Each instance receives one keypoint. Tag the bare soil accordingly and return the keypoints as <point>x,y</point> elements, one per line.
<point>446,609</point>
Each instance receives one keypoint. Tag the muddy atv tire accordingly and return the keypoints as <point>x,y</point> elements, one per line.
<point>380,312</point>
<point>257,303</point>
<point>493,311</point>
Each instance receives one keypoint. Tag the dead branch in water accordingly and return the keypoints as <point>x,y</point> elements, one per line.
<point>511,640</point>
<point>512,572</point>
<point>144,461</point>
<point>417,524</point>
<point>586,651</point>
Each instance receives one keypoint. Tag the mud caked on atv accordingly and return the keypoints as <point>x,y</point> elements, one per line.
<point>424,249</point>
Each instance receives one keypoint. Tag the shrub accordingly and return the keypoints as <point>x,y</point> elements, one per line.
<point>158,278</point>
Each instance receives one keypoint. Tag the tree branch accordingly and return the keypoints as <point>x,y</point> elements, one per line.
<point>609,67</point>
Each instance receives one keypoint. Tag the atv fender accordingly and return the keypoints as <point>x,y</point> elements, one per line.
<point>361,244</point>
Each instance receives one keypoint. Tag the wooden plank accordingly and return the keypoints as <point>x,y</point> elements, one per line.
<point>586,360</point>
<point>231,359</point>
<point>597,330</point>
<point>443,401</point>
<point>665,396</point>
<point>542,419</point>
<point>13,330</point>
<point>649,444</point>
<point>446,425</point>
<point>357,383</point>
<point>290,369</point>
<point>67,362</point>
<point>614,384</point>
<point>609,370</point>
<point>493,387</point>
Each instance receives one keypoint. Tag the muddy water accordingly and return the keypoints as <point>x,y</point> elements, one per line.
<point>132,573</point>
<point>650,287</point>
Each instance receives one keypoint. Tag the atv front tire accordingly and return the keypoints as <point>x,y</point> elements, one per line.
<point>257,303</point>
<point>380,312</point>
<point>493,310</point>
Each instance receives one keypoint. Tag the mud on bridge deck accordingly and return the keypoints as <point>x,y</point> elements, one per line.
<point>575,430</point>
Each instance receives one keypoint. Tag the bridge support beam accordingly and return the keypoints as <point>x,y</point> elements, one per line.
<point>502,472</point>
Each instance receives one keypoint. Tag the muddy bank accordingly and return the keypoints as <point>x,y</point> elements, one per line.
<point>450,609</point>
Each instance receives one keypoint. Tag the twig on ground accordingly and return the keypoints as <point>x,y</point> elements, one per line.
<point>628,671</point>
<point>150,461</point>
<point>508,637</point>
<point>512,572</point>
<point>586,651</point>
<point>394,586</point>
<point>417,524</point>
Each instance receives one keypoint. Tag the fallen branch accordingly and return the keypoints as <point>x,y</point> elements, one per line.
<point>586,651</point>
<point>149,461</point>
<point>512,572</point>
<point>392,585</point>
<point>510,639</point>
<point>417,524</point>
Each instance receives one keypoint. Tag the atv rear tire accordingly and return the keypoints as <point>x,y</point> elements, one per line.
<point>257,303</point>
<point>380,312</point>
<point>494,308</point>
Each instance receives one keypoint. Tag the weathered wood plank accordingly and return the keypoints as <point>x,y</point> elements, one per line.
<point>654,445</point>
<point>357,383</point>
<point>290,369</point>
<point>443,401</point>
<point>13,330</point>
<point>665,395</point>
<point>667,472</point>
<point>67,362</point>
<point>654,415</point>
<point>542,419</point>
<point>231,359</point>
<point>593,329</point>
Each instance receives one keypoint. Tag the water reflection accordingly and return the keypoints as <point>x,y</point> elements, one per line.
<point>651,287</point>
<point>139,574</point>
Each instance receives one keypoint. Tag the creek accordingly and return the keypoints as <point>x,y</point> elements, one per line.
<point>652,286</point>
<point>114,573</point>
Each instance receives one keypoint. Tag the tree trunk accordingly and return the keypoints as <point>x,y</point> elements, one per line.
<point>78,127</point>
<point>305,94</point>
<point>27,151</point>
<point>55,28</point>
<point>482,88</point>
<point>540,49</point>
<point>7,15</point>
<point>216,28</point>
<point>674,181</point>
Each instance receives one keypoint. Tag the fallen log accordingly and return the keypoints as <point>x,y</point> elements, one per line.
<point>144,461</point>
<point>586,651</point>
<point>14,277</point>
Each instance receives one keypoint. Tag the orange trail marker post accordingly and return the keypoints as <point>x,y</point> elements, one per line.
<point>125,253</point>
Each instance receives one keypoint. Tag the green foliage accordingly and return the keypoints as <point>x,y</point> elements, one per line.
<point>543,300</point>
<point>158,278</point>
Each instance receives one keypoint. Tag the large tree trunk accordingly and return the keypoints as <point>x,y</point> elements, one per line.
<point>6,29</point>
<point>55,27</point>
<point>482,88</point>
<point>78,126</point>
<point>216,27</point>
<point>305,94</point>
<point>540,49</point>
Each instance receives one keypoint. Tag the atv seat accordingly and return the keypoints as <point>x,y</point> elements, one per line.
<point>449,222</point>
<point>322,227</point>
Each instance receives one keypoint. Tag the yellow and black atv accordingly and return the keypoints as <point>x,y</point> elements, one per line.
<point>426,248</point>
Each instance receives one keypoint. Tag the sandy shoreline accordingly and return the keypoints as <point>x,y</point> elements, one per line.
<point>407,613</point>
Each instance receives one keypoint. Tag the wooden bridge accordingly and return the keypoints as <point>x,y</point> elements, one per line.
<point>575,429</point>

::::

▸ Exercise prompt:
Transcribe the whole listing exactly.

▸ Response:
Each instance receives one keypoint. Tag the bare soil accordingly and return the keypoints as <point>x,y</point> elements, one per line.
<point>446,609</point>
Each instance receives one keypoint. Tag the muddy atv tire accordingly and return the keypoints as <point>x,y</point> elements, one per line.
<point>380,312</point>
<point>257,303</point>
<point>493,311</point>
Each instance receives one keypoint. Tag the dead branch in water accordingly and return the keypoints as <point>x,y</point> elements, one per line.
<point>511,640</point>
<point>512,572</point>
<point>144,461</point>
<point>417,524</point>
<point>586,651</point>
Each instance receives one keypoint. Tag the mud caked on atv accordingly and return the keypoints as <point>x,y</point> elements, one per line.
<point>424,249</point>
Each instance receives one keypoint. Tag the shrub accordingly and return the keypoints as <point>x,y</point> elements, one per line.
<point>158,278</point>
Each instance receives one keypoint. Tag the tree branch accordingly and return the keypoints as <point>x,y</point> elements, one per line.
<point>609,67</point>
Each instance receives one keypoint. Tag the atv fender accordingly and return the keypoints as <point>x,y</point> elements, one per line.
<point>361,244</point>
Each instance receives one keypoint. Tag the wooden plank accordingly and return the keypoints as <point>x,y</point> elements, one per line.
<point>586,360</point>
<point>231,359</point>
<point>597,330</point>
<point>443,401</point>
<point>665,396</point>
<point>542,419</point>
<point>13,330</point>
<point>649,444</point>
<point>446,425</point>
<point>357,383</point>
<point>290,369</point>
<point>67,362</point>
<point>614,384</point>
<point>609,370</point>
<point>493,387</point>
Each instance receives one keypoint. Tag the muddy water accordingly and return the keypoints as <point>x,y</point> elements, one per line.
<point>132,573</point>
<point>650,287</point>
Each instance receives one keypoint. Tag the atv front tire accordingly and return the keypoints as <point>x,y</point> elements, one per line.
<point>257,303</point>
<point>380,312</point>
<point>493,310</point>
Each instance receives one keypoint. Tag the mud on bridge deck accordingly and return the keypoints as <point>x,y</point> elements, one per line.
<point>575,430</point>
Each instance receives one keypoint. Tag the bridge support beam accordingly and return the keypoints as <point>x,y</point> elements, one per line.
<point>502,472</point>
Each instance receives one keypoint. Tag the muddy bank accordingly and return the keypoints as <point>x,y</point> elements, one per line.
<point>450,609</point>
Each instance receives one keypoint. Tag the twig on ground accordingly and return the keypoints as <point>x,y</point> elements, one per line.
<point>628,671</point>
<point>150,461</point>
<point>508,637</point>
<point>512,572</point>
<point>586,651</point>
<point>394,586</point>
<point>417,524</point>
Each instance receives one keypoint. Tag the fallen branch accordingly and return the keypoints as <point>x,y</point> elements, one per line.
<point>586,651</point>
<point>149,461</point>
<point>512,572</point>
<point>392,585</point>
<point>510,639</point>
<point>417,524</point>
Each instance receives one keypoint. Tag the atv rear tire accordingly and return the keypoints as <point>x,y</point> elements, one per line.
<point>257,303</point>
<point>380,312</point>
<point>494,308</point>
Each instance receives one keypoint. Tag the weathered wood plank accordingly and return the keypoints as <point>x,y</point> elements, one per line.
<point>654,445</point>
<point>357,383</point>
<point>290,369</point>
<point>443,401</point>
<point>13,330</point>
<point>665,395</point>
<point>667,472</point>
<point>67,362</point>
<point>654,415</point>
<point>542,419</point>
<point>231,359</point>
<point>593,329</point>
Each instance receives one keypoint. Tag the water reflection accordingly and return the keypoints as <point>x,y</point> elements, one per line.
<point>651,287</point>
<point>139,574</point>
Each instance receives one keypoint. Tag the creek accordingly and return the keypoints as <point>x,y</point> elements, one per line.
<point>652,286</point>
<point>114,573</point>
Each instance receives one keypoint. Tag the tree trunk accordingly and return the keypoints as <point>x,y</point> elements, one per line.
<point>78,127</point>
<point>305,94</point>
<point>27,151</point>
<point>55,28</point>
<point>482,88</point>
<point>540,49</point>
<point>7,15</point>
<point>216,28</point>
<point>674,181</point>
Each instance receives one keypoint. Tag the fallen log accordingly and return the keypoints as <point>x,y</point> elements, one per line.
<point>144,461</point>
<point>586,651</point>
<point>14,277</point>
Each instance receives one keypoint. Tag the orange trail marker post accordingly and return the keypoints as <point>x,y</point> elements, one per line.
<point>125,253</point>
Each instance receives one keypoint. Tag the green foliage accordingly and return the keypoints as <point>x,y</point> elements, one per line.
<point>543,300</point>
<point>158,278</point>
Each instance receives one keypoint. Tag the large tree trunk accordingly and return the keypoints as <point>x,y</point> elements, one per line.
<point>6,29</point>
<point>55,27</point>
<point>482,88</point>
<point>78,126</point>
<point>216,27</point>
<point>305,94</point>
<point>540,49</point>
Each instance receives one keypoint. Tag the atv seat accordingly and return the keypoints as <point>x,y</point> elements, one per line.
<point>449,222</point>
<point>322,227</point>
Each instance receives one keypoint. Tag the yellow and black atv accordingly and return the keypoints as <point>x,y</point> elements, one per line.
<point>426,248</point>
Each instance receives one keypoint. Tag the sandy shoreline accordingly and return the keypoints as <point>x,y</point> elements, one per line.
<point>407,613</point>
Each instance receives one keypoint. Tag the wooden bridge accordingly and return the keypoints as <point>x,y</point> elements, one per line.
<point>575,429</point>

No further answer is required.